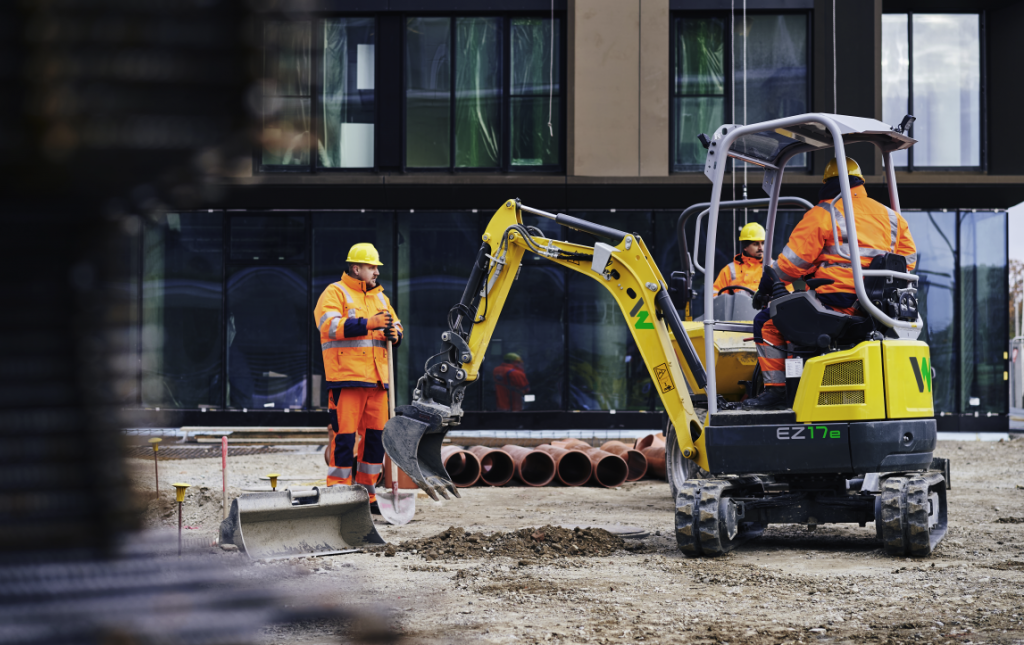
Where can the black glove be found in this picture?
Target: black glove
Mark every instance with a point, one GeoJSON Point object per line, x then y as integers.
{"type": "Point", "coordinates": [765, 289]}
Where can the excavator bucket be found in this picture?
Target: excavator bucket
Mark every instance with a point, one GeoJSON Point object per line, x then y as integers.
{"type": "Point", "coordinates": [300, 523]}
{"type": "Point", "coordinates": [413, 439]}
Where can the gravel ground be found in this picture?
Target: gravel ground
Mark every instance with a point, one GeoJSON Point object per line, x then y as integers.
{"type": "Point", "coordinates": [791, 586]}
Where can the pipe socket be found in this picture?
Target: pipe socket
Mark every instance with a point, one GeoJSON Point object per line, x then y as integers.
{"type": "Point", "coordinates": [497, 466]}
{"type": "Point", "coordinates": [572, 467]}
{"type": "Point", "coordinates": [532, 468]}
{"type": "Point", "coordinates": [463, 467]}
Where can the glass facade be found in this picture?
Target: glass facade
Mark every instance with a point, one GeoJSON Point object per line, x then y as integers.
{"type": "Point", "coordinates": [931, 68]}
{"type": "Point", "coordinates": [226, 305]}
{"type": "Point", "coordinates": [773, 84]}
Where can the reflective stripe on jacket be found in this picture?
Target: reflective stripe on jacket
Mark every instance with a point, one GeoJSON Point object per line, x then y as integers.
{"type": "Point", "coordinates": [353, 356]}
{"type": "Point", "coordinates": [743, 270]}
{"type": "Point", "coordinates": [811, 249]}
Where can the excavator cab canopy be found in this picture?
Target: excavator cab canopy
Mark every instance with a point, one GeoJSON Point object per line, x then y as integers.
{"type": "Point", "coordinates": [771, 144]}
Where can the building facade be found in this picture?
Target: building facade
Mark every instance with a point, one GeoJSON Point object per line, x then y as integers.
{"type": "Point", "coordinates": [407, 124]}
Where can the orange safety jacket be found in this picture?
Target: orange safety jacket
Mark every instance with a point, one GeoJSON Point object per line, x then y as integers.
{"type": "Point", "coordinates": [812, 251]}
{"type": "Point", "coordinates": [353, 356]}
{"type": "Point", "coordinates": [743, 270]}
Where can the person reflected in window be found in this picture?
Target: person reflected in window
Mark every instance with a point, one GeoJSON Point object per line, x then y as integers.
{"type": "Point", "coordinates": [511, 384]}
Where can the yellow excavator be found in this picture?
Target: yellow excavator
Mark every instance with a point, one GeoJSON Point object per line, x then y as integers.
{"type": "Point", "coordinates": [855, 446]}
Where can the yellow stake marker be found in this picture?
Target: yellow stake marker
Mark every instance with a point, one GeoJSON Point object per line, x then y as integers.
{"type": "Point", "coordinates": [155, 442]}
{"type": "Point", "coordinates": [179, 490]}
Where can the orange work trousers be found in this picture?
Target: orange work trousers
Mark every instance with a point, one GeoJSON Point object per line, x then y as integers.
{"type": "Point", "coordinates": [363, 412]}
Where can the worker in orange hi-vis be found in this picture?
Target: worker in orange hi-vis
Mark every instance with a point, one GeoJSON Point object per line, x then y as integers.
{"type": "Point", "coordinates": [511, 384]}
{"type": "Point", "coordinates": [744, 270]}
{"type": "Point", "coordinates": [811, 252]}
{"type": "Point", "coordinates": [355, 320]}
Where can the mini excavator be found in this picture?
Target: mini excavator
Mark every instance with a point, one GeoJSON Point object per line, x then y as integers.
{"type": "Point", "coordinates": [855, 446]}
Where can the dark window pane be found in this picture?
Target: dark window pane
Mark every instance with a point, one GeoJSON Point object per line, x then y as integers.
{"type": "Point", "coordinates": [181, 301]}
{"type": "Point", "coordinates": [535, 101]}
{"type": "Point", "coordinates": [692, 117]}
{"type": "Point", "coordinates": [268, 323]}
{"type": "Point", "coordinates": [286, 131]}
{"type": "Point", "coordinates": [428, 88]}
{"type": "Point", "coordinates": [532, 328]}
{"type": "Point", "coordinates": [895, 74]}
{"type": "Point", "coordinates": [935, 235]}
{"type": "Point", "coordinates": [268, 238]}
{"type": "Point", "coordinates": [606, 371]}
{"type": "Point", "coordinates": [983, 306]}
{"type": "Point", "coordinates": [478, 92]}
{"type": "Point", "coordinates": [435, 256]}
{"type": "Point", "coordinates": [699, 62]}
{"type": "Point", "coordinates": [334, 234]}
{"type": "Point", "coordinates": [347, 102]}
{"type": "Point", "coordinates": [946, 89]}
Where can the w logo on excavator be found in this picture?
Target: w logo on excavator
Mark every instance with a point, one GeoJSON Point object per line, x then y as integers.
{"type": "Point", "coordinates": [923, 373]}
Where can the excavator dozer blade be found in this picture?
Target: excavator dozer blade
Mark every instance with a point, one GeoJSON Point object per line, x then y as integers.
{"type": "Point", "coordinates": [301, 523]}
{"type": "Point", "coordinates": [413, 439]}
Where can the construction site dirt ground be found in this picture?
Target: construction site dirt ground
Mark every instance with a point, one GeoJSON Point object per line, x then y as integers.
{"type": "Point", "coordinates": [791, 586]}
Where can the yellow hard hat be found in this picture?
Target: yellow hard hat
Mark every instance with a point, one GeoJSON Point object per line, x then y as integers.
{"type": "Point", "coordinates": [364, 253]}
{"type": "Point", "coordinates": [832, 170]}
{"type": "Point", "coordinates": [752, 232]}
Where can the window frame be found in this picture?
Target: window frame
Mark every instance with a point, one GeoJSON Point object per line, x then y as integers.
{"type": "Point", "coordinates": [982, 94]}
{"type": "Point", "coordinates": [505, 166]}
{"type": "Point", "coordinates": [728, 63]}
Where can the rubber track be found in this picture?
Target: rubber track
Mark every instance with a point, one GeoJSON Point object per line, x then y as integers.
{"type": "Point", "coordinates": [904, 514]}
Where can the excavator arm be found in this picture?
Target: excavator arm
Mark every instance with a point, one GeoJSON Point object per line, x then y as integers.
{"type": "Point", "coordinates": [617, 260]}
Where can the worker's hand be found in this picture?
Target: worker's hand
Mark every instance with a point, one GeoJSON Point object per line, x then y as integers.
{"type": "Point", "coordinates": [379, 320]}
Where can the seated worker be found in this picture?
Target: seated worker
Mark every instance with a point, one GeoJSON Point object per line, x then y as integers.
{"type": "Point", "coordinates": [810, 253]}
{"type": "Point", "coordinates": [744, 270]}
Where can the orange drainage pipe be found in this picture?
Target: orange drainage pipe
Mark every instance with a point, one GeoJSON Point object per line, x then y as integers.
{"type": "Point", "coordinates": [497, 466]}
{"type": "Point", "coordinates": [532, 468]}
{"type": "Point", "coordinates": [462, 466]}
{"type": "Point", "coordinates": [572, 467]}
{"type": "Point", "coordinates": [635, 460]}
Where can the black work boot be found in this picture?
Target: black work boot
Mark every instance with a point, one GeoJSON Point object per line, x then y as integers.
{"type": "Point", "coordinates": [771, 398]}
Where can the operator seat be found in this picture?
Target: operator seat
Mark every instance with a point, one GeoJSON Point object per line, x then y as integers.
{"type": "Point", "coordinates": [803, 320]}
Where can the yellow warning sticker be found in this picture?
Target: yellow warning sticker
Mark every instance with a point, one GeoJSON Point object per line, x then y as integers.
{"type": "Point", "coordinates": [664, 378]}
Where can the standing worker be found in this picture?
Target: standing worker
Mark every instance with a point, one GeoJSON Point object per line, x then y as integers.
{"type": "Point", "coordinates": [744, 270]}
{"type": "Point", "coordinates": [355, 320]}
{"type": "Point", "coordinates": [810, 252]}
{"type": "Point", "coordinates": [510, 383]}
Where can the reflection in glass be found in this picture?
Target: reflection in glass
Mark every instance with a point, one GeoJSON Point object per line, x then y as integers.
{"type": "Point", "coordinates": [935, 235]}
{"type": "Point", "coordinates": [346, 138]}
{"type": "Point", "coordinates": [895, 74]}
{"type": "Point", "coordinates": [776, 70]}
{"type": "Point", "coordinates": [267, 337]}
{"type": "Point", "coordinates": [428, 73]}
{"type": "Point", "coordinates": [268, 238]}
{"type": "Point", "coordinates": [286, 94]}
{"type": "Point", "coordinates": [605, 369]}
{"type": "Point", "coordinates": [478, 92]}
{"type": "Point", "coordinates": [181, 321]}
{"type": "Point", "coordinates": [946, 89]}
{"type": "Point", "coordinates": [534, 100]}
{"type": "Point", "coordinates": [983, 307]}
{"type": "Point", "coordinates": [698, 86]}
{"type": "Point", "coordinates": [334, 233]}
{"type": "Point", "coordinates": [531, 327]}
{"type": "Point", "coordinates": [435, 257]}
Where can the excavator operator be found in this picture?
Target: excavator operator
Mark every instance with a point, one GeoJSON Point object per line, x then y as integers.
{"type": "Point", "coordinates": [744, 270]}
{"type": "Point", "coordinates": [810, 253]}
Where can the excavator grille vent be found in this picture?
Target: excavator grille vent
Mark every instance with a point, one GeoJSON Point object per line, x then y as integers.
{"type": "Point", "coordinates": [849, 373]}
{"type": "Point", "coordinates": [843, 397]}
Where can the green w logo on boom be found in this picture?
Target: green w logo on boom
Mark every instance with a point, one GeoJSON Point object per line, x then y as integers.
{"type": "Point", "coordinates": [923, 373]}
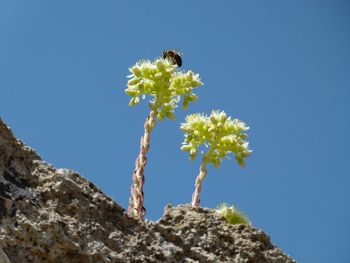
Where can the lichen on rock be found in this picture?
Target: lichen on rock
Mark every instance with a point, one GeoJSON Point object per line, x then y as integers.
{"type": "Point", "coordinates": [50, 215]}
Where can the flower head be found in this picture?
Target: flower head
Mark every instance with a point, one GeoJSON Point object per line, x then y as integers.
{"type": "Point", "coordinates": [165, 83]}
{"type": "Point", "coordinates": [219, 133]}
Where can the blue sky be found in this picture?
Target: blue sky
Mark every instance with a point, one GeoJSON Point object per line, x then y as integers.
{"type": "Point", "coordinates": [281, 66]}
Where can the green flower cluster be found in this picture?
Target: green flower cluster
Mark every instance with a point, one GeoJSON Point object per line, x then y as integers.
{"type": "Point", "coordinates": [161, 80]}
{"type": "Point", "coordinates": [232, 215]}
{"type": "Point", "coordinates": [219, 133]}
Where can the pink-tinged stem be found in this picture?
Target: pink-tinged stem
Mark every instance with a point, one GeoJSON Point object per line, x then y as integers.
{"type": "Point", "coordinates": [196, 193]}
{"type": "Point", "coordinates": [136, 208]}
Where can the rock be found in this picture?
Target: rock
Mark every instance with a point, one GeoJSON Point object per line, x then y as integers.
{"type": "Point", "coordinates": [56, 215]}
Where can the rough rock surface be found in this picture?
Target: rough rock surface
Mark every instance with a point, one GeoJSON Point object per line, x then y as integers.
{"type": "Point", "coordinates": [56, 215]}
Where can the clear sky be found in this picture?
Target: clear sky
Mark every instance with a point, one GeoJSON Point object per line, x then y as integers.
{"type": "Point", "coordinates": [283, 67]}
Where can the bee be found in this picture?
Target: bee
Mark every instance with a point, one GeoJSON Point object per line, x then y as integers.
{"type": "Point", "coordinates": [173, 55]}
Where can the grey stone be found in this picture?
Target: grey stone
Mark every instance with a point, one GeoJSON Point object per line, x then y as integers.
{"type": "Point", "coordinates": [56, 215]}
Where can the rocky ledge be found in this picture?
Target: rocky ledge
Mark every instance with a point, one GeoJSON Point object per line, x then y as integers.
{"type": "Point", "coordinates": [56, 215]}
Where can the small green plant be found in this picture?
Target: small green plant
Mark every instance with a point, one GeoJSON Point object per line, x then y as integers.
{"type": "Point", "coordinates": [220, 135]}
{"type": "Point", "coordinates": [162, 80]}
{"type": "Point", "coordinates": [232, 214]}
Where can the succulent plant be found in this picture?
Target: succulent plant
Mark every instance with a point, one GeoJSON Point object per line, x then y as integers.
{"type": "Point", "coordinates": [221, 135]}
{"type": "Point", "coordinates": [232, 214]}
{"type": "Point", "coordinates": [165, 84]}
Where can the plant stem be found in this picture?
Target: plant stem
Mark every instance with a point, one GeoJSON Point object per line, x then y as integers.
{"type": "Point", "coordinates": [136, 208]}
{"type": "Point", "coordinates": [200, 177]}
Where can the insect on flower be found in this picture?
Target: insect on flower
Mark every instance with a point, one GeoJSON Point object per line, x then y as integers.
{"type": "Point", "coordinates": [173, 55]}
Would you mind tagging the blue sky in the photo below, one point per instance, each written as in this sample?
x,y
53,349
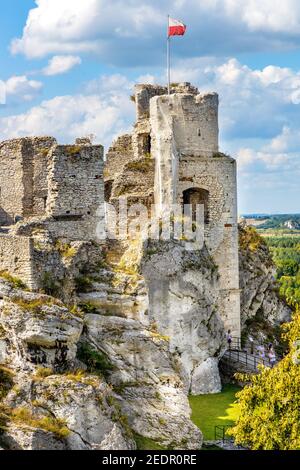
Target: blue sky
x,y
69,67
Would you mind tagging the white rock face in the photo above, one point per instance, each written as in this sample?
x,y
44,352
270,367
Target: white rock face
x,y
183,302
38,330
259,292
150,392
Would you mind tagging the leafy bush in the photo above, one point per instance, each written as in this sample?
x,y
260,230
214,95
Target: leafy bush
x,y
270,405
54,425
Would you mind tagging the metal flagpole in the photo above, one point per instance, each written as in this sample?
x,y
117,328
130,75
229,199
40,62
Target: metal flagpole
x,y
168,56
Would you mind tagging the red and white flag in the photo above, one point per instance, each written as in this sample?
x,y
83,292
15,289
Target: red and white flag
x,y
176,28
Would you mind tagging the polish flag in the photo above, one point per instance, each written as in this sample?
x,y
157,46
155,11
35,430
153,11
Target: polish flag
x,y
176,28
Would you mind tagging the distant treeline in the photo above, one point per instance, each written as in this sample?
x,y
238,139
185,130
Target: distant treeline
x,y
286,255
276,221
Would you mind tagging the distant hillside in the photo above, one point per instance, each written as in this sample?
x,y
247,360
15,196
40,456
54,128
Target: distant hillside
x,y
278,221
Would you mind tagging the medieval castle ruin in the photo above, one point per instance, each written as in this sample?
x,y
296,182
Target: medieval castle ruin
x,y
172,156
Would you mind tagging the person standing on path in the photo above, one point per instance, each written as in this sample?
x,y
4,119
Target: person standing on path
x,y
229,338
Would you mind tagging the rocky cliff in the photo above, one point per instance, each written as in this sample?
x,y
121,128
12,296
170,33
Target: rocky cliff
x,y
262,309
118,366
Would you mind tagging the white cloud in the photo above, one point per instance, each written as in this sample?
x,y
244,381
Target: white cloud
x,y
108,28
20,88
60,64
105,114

Task objective: Your task is to transcribe, with no changes, only the lines of the listing above that lie between the line holding "Where can the mini" and the line holding "Target: dark window pane", inclusive.

Worked solution:
Where can the mini excavator be found in this picture?
Target: mini excavator
Mark every instance with a point, one GeoJSON Point object per line, x then y as integers.
{"type": "Point", "coordinates": [855, 446]}
Where can the dark window pane be found in this picture?
Target: dark window pane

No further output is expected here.